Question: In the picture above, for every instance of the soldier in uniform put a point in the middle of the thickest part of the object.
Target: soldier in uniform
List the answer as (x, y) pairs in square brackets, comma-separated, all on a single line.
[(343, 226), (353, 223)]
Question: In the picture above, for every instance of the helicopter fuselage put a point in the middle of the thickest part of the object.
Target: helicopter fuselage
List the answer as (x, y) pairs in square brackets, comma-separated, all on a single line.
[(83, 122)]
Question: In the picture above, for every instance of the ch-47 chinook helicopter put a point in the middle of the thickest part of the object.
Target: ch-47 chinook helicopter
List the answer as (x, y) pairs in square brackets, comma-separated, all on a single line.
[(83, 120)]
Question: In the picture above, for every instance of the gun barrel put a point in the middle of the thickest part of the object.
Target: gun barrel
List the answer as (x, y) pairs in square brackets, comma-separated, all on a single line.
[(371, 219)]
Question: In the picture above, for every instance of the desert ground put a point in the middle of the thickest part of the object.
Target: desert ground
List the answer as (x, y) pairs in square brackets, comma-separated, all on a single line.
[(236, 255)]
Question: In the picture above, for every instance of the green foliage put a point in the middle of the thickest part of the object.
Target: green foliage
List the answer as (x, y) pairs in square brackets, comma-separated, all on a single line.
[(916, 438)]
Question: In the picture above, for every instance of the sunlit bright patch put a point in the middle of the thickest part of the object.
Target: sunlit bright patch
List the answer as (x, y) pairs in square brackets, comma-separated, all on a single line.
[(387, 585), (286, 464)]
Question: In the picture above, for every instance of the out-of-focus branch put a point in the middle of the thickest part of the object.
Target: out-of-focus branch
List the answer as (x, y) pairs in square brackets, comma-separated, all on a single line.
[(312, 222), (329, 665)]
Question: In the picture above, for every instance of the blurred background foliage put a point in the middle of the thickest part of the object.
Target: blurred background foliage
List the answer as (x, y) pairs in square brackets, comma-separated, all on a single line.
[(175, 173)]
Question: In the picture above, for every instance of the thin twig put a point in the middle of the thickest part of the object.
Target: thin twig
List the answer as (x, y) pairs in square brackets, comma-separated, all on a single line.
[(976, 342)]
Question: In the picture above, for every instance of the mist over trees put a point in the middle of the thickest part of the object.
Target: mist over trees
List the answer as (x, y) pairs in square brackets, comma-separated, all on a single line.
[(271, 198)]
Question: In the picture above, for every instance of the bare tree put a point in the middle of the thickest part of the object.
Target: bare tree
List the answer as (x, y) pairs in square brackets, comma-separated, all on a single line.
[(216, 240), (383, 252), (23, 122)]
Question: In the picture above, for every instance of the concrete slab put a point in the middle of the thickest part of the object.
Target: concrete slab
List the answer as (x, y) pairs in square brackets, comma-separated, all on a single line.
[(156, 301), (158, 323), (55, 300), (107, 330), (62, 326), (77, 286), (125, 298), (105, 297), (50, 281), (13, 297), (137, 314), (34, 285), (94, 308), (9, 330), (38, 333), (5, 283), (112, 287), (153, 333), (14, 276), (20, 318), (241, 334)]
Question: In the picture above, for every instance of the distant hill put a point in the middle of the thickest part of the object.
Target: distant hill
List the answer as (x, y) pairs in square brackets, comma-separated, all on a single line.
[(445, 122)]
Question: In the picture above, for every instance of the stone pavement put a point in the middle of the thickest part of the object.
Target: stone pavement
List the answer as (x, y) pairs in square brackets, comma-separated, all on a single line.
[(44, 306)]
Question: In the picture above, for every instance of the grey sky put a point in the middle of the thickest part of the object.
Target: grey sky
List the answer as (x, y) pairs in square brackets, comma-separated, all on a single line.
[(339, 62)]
◇ ◇ ◇ ◇
### The problem
Transcribe the data in full, keeping every detail.

### Exercise result
Question: In the picture above, for every instance of the soldier in uniform put a point in the middle of the thickest part of the object.
Target: soldier in uniform
List the answer as (x, y) pairs in square brackets, comma-separated, all on a single line.
[(343, 226), (353, 223)]
Question: In the picture above, for every instance of the helicopter fuselage put a point in the middle of the thickest part of the object.
Target: helicopter fuselage
List the answer as (x, y) pairs in square brackets, comma-separated, all on a single line.
[(83, 122)]
Question: In the picture above, for every instance of the ch-47 chinook helicopter put a point in the middle of the thickest part of the object.
Target: ch-47 chinook helicopter
List the answer as (x, y) pairs in square brackets, comma-separated, all on a single line.
[(83, 120)]
Question: In the picture above, for every instance of the gun barrel put a point in the middle of the thickest part of the object.
Target: gun barrel
List the answer as (x, y) pairs in square brackets, comma-separated, all on a single line.
[(371, 219)]
Question: In the picture above, for every instance of the desert ground put a point in the middle of the thickest part of the object.
Target: desert ground
List the answer as (x, y) pairs in square brackets, comma-separated, all on a single line.
[(236, 255)]
Question: In the picture above, for every instance of the green foliage put a point in the middle of the thickest part of the object.
Target: green foliage
List the answer as (x, y) pairs in square brackets, comma-separated, all on a single line.
[(916, 438)]
Question: In the picture above, for every instance of the sunlit bright patch put a point in the middle of the thickest part of the object.
Target: sunlit bright patch
List the answer as (x, y) pairs in square brackets, comma-separated, all on a single line.
[(387, 585), (286, 464)]
Question: In the picture above, for every instance of the out-of-focus branch put a point in the middle of the thickest part of the object.
Target: out-of-focus branch
List the answer as (x, y) pairs in square brackets, comma-separated, all on a single line.
[(312, 222), (329, 665)]
Question: In the picture above, for every instance of the blurred background foliage put a point in the middle of the thickest part of the object.
Target: blurred background foliage
List the answer as (x, y) pairs in square brackets, comma-separated, all on a single line.
[(175, 173)]
Question: In the picture above, for every instance of the thin twig put a point in the middle of the thickest part of the object.
Target: thin twig
List the answer as (x, y) pairs in square brackets, comma-separated, all on a single line.
[(976, 342)]
Question: In the picture above, for every instance of the mist over trees put a point in the middle of the thickest part of the object.
Target: mist over trees
List the answer as (x, y) pairs in square brackets, comma-separated, all on a single line.
[(271, 198)]
Question: In the picture above, for every instance of the bare tree put a point in the middle of the thickest part of the object.
Target: bare tree
List the answer as (x, y) pairs in square brackets, comma-separated, all on a single line.
[(216, 240), (383, 252), (23, 122)]
Question: In the picture above, for every instance of the concrete slab put a point in the middle of the thickest part of the object.
Target: concrete slab
List the answer as (x, y) pairs in square brackets, comma-separated, all on a single line.
[(156, 301), (158, 323), (55, 300), (107, 330), (62, 326), (77, 286), (125, 298), (105, 297), (50, 281), (13, 297), (137, 314), (34, 285), (94, 308), (9, 330), (38, 333), (5, 283), (112, 287), (153, 333), (14, 276), (20, 318), (241, 334)]
Question: In the picture above, for every instance of the distant hill put a point in the middle of the thickest part of the object.
Target: distant hill
List the answer as (x, y) pairs in square brackets, comma-separated, all on a single line.
[(445, 122)]
Question: In the picture above, for every instance of the stone pavement put a point in the middle of the thickest part of the object.
Target: stone pavement
List the answer as (x, y) pairs in square brackets, comma-separated, all on a single line.
[(44, 306)]
Question: In the picture above, for every instance of the grey sky put a point in the middle of the thickest part of the object.
Target: grey sky
List the answer as (x, y) pairs in square brackets, comma-separated, all on a single line.
[(339, 62)]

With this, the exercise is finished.